Reproduce each line exactly.
* start Supplied entries *
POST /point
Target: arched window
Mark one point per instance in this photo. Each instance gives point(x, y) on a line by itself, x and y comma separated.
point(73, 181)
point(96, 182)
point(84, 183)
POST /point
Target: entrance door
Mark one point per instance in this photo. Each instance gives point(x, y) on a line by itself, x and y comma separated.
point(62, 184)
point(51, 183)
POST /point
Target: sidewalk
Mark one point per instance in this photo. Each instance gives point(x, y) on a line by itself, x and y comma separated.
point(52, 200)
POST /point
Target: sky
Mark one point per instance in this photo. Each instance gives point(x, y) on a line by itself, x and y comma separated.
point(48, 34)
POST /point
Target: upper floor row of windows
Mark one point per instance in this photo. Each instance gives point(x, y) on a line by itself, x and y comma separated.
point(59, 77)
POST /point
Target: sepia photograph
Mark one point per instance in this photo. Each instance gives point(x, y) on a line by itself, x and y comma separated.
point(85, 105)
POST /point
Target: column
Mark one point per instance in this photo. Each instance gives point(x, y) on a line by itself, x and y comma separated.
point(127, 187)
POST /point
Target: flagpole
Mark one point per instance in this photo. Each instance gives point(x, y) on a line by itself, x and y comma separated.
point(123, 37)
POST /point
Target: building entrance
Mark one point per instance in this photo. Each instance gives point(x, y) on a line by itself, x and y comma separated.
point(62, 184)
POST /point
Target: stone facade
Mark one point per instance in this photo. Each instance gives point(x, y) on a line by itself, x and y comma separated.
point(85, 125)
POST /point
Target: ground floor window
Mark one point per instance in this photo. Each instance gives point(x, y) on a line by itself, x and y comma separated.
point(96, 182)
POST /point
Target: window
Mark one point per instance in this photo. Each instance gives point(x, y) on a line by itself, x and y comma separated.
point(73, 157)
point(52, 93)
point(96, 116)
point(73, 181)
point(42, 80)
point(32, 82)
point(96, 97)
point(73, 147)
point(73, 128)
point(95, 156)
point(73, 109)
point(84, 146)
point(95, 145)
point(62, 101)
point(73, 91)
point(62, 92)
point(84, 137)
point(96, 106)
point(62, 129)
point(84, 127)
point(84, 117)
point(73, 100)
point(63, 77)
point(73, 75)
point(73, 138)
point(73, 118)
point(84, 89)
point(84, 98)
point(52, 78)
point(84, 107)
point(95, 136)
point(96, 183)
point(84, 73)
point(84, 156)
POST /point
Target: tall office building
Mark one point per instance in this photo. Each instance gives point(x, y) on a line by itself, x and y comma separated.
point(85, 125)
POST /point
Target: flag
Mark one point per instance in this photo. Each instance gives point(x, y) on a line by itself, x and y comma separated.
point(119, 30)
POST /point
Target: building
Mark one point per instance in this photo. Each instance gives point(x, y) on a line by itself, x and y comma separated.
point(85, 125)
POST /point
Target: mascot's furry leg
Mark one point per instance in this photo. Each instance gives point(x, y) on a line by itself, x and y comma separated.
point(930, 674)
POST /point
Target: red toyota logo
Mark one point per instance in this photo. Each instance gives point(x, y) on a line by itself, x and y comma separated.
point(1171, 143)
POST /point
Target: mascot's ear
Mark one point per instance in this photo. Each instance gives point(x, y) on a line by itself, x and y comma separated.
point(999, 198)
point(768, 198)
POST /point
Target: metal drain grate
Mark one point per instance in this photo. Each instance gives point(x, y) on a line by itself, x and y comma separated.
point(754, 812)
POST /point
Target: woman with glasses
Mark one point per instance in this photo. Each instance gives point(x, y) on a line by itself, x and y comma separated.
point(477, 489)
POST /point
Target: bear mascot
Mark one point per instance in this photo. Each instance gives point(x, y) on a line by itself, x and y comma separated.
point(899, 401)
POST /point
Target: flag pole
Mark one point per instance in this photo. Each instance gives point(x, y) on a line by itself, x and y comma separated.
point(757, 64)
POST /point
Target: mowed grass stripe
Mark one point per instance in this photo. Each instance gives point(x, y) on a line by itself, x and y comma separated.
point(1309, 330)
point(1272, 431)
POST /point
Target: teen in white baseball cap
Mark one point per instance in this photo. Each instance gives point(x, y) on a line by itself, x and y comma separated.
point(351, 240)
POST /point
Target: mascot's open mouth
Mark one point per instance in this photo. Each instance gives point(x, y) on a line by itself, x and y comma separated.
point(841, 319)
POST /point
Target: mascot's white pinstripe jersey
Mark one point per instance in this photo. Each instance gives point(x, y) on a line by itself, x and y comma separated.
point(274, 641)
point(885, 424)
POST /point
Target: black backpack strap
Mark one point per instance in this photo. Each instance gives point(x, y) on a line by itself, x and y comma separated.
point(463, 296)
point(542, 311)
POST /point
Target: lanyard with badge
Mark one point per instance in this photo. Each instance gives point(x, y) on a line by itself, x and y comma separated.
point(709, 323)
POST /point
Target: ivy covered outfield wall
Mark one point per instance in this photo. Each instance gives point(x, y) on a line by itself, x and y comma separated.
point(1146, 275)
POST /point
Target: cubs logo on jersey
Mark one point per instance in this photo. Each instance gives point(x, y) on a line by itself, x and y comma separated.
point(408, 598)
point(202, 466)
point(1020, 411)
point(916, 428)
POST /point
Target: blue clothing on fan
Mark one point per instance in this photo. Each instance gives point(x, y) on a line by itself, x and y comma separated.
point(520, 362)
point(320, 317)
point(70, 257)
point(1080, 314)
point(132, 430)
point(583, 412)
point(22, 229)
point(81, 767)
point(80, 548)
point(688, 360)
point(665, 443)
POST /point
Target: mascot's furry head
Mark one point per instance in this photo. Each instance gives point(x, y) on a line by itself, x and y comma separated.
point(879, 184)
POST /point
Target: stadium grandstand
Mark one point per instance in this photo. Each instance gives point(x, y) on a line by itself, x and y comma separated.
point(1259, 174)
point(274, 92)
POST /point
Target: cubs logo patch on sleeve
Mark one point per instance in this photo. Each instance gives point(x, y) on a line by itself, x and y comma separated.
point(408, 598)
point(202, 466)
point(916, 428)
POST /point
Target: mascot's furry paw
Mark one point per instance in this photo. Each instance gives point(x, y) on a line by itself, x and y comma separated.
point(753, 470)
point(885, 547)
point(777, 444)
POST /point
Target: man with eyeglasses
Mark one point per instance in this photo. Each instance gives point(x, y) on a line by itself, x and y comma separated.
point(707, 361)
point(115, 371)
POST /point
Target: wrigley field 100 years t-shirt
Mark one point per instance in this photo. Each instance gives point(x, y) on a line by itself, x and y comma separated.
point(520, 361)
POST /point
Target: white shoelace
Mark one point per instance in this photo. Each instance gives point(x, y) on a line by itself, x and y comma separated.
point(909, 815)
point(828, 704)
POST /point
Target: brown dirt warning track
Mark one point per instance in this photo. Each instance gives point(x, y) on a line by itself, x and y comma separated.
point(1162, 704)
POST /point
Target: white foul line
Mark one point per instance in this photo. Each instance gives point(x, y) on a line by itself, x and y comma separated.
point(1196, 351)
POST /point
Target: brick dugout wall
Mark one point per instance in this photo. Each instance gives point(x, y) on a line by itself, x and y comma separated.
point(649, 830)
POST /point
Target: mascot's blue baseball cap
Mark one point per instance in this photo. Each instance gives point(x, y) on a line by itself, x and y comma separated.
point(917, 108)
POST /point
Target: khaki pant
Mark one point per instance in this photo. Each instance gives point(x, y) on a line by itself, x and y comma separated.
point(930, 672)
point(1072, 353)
* end Supplied entries *
* _Result_:
POST /point
Target: arched window
Mark one point per instance in this photo. Each instance gives point(x, y) on a line by itself, x and y comma separated.
point(73, 181)
point(96, 182)
point(84, 183)
POST /point
Target: entrance door
Mark one point per instance in this photo. Each instance gives point(x, y) on a line by itself, x and y comma separated.
point(62, 184)
point(51, 183)
POST /point
Target: sidewalk
Mark one point per instance in this photo. Each instance gives point(x, y) on a line by itself, x and y comma separated.
point(52, 200)
POST /point
Target: sky
Mark one point per instance in this photo. Each instance gives point(x, y) on a line by itself, x and y comma separated.
point(48, 34)
POST /point
Target: upper floor row of windows
Mark one point per instance in this photo. Each instance gives point(x, y) on a line by itself, x and y comma separated.
point(59, 77)
POST /point
Target: sepia photograph
Mark one point per instance in this photo. Each instance gives point(x, y) on a line by itself, x and y comma separated.
point(85, 105)
POST /point
Target: column
Mark one point per instance in this photo. Each instance gives point(x, y) on a line by itself, x and y comma separated.
point(127, 187)
POST /point
Target: flagpole
Mark one point per instance in this photo. Each instance gives point(x, y) on a line by itself, x and y comma separated.
point(123, 37)
POST /point
Target: building entrance
Mark one point per instance in this photo. Each instance gives point(x, y) on a line by itself, x and y comma separated.
point(62, 184)
POST /point
Target: stone facade
Mark one point per instance in this photo. Each instance gives point(x, y) on a line by itself, x and y comma separated.
point(85, 125)
POST /point
Target: ground floor window
Mark one point per instance in this photo. Each instance gives point(x, y) on a line by itself, x and y comma separated.
point(96, 182)
POST /point
Target: window
Mark one point per instance in this photo. Each instance gives point(x, y) on a line by itself, x and y comma separated.
point(73, 157)
point(52, 93)
point(96, 116)
point(73, 181)
point(42, 80)
point(32, 82)
point(96, 97)
point(73, 147)
point(73, 128)
point(95, 156)
point(73, 109)
point(84, 146)
point(95, 145)
point(62, 101)
point(73, 91)
point(62, 92)
point(84, 137)
point(96, 106)
point(62, 129)
point(84, 127)
point(84, 117)
point(73, 100)
point(63, 77)
point(73, 75)
point(73, 138)
point(73, 118)
point(84, 89)
point(84, 98)
point(52, 78)
point(84, 107)
point(95, 136)
point(96, 183)
point(84, 73)
point(84, 156)
POST /point
Target: tall office building
Mark one point per instance in this photo. Each instance gives point(x, y) on a line by itself, x and y comma separated.
point(85, 125)
POST /point
Target: flag
Mark one point per instance in this photo. Each instance gives point(x, y) on a line by itself, x and y comma separated.
point(119, 30)
POST /point
Target: building
Mark one point per instance in this photo. Each instance gives point(x, y) on a line by itself, x and y comma separated.
point(85, 125)
POST /point
Target: mascot's furry leg
Mark one point per instance in this photo. Each instance gives point(x, y) on a line by itself, x and y comma separated.
point(930, 674)
POST /point
Target: red toyota logo
Mark one point per instance in this photo. Each instance gives point(x, y) on a line by itself, x and y comma separated.
point(1171, 143)
POST /point
Target: mascot's ear
Mark one point per instance in this photo. Each instance gives point(x, y) on a line by itself, x and y comma separated.
point(999, 198)
point(768, 198)
POST /point
Target: metal drain grate
Mark one point per instance in this photo. Each instance gives point(x, y) on a line by itself, x and y comma separated.
point(754, 812)
POST /point
Target: woman with glasses
Mark one point per instance in this photo. Each instance gives point(x, y) on a line by itself, x and y comma separated.
point(477, 489)
POST /point
Target: bear mascot
Mark one point per instance in this photo. Each instance gives point(x, y) on a line by itself, x and y comma separated.
point(899, 401)
POST /point
Target: flag pole
Mark one point per instance in this photo. Each instance gives point(x, y) on a line by itself, x and y comma separated.
point(757, 64)
POST /point
Target: mowed grass stripe
Mark one point per instance in this photo. Each instance gives point(x, y) on a line by itself, x and y comma separated.
point(1309, 330)
point(1272, 431)
POST /point
Target: teen in white baseball cap
Mark one point per instance in this photo. Each instance gives point(x, y) on a line by itself, x and y comma separated.
point(351, 240)
POST /point
Target: mascot's open mouth
Mark one point per instance in this photo. Each instance gives point(x, y) on a line by itself, x and y comma separated.
point(841, 319)
POST /point
Target: mascot's white pinstripe jersey
Mark one point per instance in this photo. Each instance gives point(x, y) on a line by itself, x and y comma separated.
point(274, 641)
point(885, 424)
POST /point
Target: black backpack strap
Mark one point per instance in this photo. Each instance gives point(x, y) on a line by itself, x and y comma separated.
point(463, 296)
point(542, 311)
POST /point
Target: lanyard with badge
Mark one point per instance in this photo. Each instance gives point(x, y) on a line by itself, x and y comma separated.
point(709, 323)
POST /point
Target: ivy covered outfield wall
Mark one point per instance in this photo. Each instance gives point(x, y) on a line by itself, x and y comma separated.
point(1146, 275)
POST /point
Target: cubs logo on jersey
Mark one point per instance in this photo. Each instance gives point(x, y) on a line by itself, x and y comma separated.
point(408, 598)
point(202, 466)
point(1020, 411)
point(916, 428)
POST /point
Target: blue clothing on fan
Mark one point per instance in this photo. Each instance gives point(x, y) on a line by itself, x and y comma separated.
point(520, 362)
point(320, 317)
point(70, 257)
point(1080, 314)
point(132, 430)
point(583, 412)
point(22, 229)
point(81, 767)
point(80, 548)
point(688, 360)
point(665, 443)
POST /point
Target: mascot's furry head
Mark one point per instance in this photo. Each instance gives point(x, y) on a line by itself, x and y comma separated.
point(879, 184)
POST /point
Target: stadium grandstand
Mark one point per instance in this photo. Each instance gives point(x, y) on a line by itself, x and y comma separated.
point(1259, 174)
point(274, 92)
POST /point
Target: cubs logo patch on sleeve
Mark one point per instance in this photo. Each instance gives point(x, y) on a line by itself, x and y comma separated.
point(408, 598)
point(202, 466)
point(916, 428)
POST /point
Target: mascot's furry paw
Mark one point per instance in this photo. Each instance gives point(x, y) on a line by itself, x and y comma separated.
point(753, 470)
point(885, 547)
point(777, 444)
POST /point
Target: man with eyeglasses
Mark one point per instance in this photo. Each instance gives point(x, y) on a line by itself, x and y comma separated.
point(707, 361)
point(115, 371)
POST /point
Target: wrigley field 100 years t-shirt
Mark one point per instance in this photo. Each instance gives point(x, y) on a line by itself, x and y comma separated.
point(520, 361)
POST /point
Target: white shoelace
Mark one point per instance in this photo. Each instance gives point(x, y) on a line by itself, x and y comma separated.
point(909, 815)
point(828, 704)
POST /point
Target: brown dirt warning track
Mark one point per instance in this photo. Each instance gives point(x, y) on a line by itself, x and y comma separated.
point(1162, 704)
POST /point
Target: white foul line
Mark one point per instance in this photo. Each instance gives point(x, y) on a line by itself, x and y comma separated.
point(1196, 351)
POST /point
Target: brick dugout wall
Mark one point per instance in this photo. Each instance gives point(x, y) on a line by itself, x and y comma separated.
point(649, 830)
POST /point
Target: mascot's blue baseball cap
Mark one point per instance in this photo. Each instance gives point(x, y) on a line by itself, x and y comma separated.
point(917, 108)
POST /point
Target: khaki pant
Mark one point per instance in this photo. Each instance gives point(x, y) on a line by itself, x and y comma separated.
point(930, 672)
point(1072, 353)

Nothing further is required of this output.